▸ Records shown:
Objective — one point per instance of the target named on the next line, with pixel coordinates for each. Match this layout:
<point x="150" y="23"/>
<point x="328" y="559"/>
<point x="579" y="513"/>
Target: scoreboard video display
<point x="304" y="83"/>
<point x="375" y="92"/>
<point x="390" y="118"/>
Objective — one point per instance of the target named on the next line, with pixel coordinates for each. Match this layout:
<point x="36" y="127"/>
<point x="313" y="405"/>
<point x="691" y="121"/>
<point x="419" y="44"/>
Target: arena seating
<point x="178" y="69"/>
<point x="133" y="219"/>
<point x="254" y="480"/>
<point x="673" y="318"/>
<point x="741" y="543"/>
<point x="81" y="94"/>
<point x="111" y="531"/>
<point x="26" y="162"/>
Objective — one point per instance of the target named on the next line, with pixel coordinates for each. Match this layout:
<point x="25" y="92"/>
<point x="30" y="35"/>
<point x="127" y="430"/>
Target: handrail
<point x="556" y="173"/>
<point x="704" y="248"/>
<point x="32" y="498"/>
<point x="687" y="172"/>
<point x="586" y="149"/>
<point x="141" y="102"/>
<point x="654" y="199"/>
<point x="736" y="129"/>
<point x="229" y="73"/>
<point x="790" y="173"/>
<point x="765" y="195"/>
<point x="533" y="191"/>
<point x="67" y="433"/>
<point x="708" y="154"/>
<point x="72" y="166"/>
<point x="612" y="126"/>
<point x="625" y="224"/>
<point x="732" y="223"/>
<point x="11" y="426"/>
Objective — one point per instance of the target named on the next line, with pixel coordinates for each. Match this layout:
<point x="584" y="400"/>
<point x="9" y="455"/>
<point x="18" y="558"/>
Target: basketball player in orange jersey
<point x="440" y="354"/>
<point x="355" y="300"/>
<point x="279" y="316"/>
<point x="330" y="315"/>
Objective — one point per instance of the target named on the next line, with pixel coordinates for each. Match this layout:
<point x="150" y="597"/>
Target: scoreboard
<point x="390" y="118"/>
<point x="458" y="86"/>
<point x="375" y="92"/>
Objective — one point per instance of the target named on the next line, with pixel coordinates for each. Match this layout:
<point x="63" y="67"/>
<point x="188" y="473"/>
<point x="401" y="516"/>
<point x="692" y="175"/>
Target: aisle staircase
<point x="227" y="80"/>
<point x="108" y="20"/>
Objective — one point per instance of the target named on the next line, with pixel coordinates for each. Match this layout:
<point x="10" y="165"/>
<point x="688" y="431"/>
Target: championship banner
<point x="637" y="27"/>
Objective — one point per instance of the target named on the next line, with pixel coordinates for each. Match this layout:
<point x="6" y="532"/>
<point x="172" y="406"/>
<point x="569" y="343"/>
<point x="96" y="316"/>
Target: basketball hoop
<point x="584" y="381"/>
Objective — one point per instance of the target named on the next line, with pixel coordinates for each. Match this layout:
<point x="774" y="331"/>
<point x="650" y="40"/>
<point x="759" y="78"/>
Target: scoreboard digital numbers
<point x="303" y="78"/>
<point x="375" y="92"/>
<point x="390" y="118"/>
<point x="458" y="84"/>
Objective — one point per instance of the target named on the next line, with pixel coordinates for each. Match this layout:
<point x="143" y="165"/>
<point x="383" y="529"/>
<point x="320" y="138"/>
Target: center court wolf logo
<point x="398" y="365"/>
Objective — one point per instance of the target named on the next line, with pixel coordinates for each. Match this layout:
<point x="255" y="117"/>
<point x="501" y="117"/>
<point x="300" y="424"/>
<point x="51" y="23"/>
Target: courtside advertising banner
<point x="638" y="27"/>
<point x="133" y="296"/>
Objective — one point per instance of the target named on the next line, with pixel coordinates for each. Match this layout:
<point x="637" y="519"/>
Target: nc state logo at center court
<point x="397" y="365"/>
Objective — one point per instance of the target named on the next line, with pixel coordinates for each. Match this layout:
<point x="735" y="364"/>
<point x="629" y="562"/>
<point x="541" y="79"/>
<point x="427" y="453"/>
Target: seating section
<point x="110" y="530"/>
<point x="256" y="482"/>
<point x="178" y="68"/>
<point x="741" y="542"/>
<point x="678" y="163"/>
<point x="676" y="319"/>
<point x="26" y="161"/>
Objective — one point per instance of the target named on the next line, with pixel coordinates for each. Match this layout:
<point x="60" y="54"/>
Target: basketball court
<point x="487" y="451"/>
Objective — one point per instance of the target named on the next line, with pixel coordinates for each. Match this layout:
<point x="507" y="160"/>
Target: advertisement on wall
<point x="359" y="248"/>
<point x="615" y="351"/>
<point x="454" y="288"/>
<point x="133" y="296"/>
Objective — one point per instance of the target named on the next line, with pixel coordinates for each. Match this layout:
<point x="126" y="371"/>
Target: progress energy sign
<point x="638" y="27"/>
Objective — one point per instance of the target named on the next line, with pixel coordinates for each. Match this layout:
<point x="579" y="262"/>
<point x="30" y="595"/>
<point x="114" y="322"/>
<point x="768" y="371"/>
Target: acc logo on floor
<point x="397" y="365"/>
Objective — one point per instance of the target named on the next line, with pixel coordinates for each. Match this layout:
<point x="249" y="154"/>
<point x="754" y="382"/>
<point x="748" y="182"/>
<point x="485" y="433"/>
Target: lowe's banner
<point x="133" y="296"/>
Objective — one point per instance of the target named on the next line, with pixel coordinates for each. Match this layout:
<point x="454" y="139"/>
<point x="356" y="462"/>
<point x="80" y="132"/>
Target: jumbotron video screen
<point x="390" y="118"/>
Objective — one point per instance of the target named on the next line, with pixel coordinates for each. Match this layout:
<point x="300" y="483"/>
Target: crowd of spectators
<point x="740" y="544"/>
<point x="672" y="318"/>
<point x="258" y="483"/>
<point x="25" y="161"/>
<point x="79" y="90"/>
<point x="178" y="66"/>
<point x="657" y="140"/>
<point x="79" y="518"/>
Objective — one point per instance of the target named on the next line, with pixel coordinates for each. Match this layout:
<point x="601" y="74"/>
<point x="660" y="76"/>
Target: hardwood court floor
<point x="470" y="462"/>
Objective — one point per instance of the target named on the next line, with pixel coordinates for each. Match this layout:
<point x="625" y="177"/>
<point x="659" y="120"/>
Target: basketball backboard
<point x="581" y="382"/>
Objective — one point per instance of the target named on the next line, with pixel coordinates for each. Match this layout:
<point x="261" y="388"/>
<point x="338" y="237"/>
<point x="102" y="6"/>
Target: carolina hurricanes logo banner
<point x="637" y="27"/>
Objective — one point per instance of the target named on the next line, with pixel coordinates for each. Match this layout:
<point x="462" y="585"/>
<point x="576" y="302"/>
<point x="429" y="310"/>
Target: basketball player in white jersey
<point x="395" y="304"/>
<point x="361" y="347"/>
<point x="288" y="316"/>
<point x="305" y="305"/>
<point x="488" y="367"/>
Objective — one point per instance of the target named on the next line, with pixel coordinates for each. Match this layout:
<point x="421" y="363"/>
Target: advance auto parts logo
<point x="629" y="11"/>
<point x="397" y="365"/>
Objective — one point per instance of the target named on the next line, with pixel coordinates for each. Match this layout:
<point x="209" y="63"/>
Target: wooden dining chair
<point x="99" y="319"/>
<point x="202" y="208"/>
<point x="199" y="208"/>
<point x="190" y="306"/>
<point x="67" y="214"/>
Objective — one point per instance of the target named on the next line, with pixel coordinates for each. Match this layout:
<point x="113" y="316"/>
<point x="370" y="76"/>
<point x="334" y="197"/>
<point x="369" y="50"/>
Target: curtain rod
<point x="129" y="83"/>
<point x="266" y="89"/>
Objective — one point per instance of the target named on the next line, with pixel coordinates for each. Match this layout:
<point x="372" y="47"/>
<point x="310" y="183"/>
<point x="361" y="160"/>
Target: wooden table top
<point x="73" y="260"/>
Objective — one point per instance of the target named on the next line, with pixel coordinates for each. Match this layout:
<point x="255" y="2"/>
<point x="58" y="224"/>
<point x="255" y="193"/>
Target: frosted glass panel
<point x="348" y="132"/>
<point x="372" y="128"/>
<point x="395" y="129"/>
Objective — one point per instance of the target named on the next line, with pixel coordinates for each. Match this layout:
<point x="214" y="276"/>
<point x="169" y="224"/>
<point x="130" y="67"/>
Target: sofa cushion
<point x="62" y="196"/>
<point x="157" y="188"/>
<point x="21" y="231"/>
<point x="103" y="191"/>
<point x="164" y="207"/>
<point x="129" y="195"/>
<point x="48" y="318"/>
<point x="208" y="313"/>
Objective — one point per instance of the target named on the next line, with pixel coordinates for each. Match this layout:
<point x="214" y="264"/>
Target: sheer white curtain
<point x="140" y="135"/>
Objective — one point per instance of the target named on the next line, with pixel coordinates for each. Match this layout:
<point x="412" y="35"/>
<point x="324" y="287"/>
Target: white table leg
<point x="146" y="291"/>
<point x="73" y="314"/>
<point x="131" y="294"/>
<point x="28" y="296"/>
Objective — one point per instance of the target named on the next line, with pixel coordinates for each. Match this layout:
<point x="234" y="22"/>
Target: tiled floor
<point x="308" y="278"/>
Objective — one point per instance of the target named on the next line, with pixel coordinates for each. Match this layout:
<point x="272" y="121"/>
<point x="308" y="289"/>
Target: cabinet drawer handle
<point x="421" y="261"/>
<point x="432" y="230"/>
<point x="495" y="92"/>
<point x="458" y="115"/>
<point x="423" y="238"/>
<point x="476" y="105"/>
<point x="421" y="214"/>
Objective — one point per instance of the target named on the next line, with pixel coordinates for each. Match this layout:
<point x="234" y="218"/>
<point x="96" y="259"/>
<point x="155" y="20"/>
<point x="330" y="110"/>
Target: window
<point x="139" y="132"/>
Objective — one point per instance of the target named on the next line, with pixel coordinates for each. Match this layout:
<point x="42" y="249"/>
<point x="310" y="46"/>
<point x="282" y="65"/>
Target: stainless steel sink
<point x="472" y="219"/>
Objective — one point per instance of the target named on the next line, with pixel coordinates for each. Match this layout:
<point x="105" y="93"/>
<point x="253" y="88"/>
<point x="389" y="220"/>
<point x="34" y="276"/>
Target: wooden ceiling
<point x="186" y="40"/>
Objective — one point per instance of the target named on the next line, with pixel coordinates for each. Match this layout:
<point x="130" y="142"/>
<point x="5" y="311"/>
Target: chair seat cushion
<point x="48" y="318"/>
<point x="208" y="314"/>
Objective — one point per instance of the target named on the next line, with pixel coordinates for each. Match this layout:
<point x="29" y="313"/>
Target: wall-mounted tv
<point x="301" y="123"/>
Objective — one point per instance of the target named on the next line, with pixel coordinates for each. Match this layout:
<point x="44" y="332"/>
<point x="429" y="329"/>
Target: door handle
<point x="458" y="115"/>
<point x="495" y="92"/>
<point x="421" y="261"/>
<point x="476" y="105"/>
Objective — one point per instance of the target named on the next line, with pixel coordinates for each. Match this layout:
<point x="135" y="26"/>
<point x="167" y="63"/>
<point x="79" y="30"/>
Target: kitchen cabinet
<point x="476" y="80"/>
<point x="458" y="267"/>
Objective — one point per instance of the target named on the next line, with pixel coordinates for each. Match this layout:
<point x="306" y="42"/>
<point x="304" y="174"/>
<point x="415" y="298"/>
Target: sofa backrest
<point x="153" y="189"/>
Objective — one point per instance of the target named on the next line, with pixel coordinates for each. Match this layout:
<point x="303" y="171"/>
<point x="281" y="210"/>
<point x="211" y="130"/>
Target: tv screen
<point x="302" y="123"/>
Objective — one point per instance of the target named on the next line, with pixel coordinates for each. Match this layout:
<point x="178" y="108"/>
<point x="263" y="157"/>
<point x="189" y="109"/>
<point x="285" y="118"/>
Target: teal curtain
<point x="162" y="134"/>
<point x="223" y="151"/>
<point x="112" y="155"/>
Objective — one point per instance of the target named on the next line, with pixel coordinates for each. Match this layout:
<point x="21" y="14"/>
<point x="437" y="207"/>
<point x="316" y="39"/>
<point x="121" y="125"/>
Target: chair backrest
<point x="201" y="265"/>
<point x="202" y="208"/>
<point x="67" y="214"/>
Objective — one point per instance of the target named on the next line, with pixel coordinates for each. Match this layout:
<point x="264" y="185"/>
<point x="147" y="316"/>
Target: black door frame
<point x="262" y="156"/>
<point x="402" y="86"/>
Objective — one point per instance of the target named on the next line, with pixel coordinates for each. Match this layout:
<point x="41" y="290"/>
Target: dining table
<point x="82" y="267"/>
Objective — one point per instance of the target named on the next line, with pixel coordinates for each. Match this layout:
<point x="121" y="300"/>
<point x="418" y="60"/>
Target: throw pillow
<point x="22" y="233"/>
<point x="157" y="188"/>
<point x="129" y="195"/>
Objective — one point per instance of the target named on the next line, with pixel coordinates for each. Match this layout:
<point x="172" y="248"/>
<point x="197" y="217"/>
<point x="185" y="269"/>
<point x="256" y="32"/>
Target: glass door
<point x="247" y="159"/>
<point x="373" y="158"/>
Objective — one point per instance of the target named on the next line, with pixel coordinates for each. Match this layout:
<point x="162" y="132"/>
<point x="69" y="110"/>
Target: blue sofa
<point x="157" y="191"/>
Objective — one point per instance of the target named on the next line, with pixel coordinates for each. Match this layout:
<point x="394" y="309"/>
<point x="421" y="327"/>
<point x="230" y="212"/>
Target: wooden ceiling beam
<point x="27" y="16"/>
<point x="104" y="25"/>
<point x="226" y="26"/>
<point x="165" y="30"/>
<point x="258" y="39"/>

▸ Work to complete: Which lines in the records above contain the word "dining"? Copy each of them in full.

▸ Solution to this problem:
Target: wooden dining chair
Target: dining table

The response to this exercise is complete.